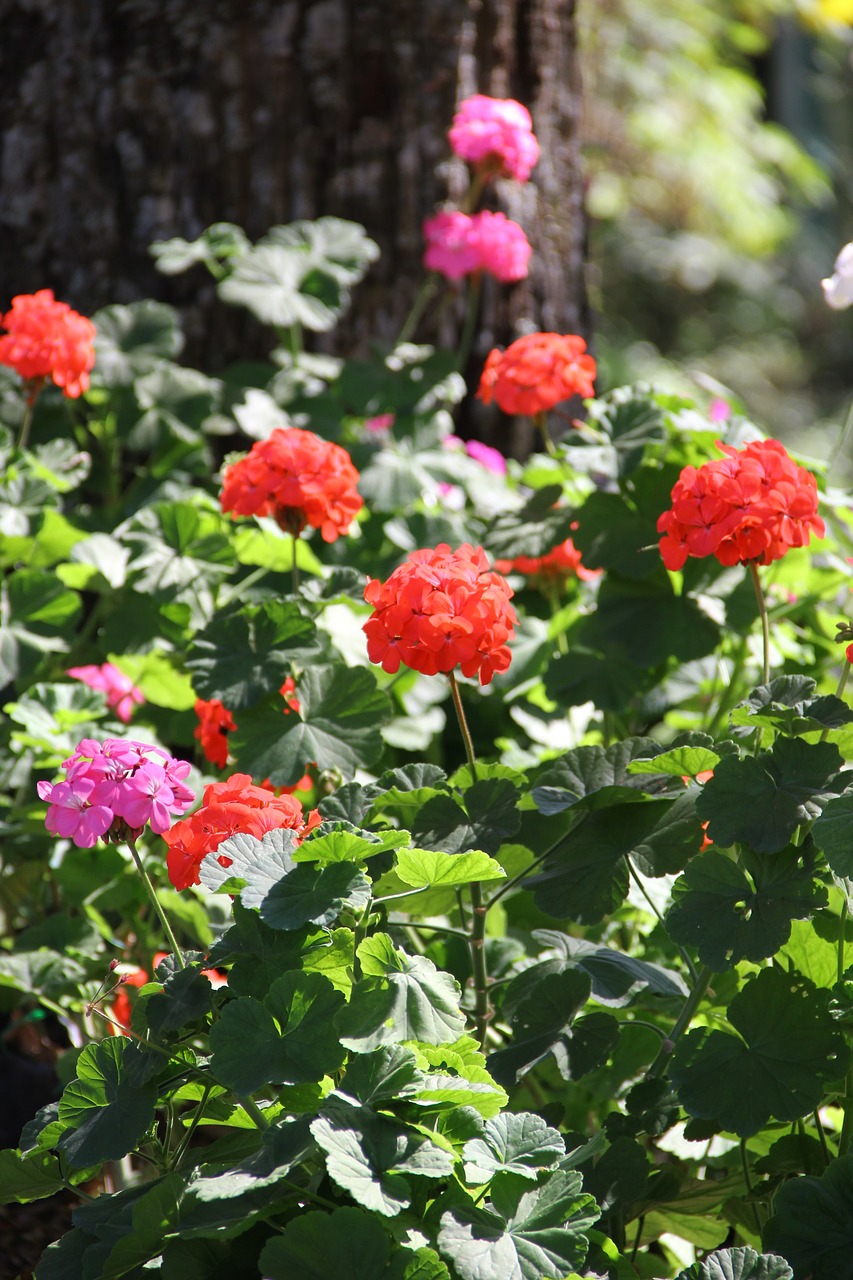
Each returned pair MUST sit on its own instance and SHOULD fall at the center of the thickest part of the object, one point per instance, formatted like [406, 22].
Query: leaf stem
[155, 904]
[295, 568]
[682, 1024]
[477, 938]
[765, 620]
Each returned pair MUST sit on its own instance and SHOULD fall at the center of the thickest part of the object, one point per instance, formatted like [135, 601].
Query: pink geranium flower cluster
[496, 136]
[118, 689]
[461, 243]
[114, 789]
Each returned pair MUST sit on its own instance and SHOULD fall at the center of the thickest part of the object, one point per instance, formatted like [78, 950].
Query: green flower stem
[477, 938]
[295, 568]
[635, 877]
[541, 423]
[682, 1024]
[155, 904]
[254, 1112]
[422, 301]
[471, 312]
[765, 620]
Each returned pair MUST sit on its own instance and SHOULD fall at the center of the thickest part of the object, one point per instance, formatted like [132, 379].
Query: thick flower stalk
[299, 479]
[113, 790]
[438, 611]
[536, 373]
[45, 339]
[460, 245]
[496, 136]
[121, 693]
[227, 809]
[748, 507]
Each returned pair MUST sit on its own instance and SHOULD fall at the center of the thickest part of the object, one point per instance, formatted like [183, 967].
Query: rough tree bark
[129, 120]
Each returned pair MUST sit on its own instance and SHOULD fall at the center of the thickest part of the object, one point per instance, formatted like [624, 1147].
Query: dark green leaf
[812, 1223]
[338, 726]
[398, 999]
[287, 1040]
[243, 657]
[730, 913]
[527, 1233]
[106, 1116]
[785, 1048]
[761, 800]
[373, 1157]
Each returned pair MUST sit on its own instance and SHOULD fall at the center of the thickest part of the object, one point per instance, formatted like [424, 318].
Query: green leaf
•••
*Task instructions*
Reproduce every line of the listing above, requests included, with each coordinate in the answers multiplied by 1.8 and rounded to the nearest whole number, halves rounded up, and the sample pairs within the requests left as they are. Omit the pictures from your answer.

*Result*
Each returned pair MUST sit on its own instance and SHOULD fall at the center of the thickest part of the object, one point per instance, formatted like [406, 22].
Query: leaf stem
[279, 1627]
[531, 1022]
[1228, 1843]
[859, 1688]
[1377, 1116]
Each returned pair MUST sit on its own instance and SHOULD fall at the center of the thickest part of the object, one point per instance, formatted like [135, 601].
Query: pink geranium flower cluster
[893, 245]
[212, 1240]
[830, 437]
[205, 1420]
Each returned pair MUST sit on its own instance and SHOULD fall at the center of the thickest part of the object, one point per instance, formatted like [78, 950].
Query: green flower stem
[859, 1688]
[531, 1022]
[1143, 1579]
[974, 761]
[1228, 1843]
[279, 1627]
[457, 2002]
[760, 542]
[848, 562]
[1377, 1116]
Each returned pair MUST sit on its own instance and SHOULD fall at the center of the thickest part of the object, one point per instance, formatted like [132, 379].
Query: thick flower stalk
[538, 862]
[203, 1422]
[788, 1100]
[965, 671]
[81, 610]
[828, 441]
[893, 245]
[218, 1247]
[409, 1456]
[1346, 913]
Each returned pair MUST sit on its own instance and SHOULD fall at the center of the thickest part of the object, one point per instance, formatted like [183, 967].
Query: rough tree bark
[232, 216]
Each returned pair MUST sit on its own instance and SHOULD fall at the center of the thickest part of the object, one point per instance, formatted like [624, 1147].
Query: dark green leaf
[1462, 2201]
[608, 1307]
[716, 1798]
[517, 1872]
[437, 1183]
[1314, 1643]
[949, 2219]
[191, 2009]
[1413, 1886]
[1370, 1440]
[671, 2083]
Each returned pair MUST sit on its own instance and SHOULD fall at the center of the thickest part of the object, one point per instance, formatted like [424, 318].
Query: green leaf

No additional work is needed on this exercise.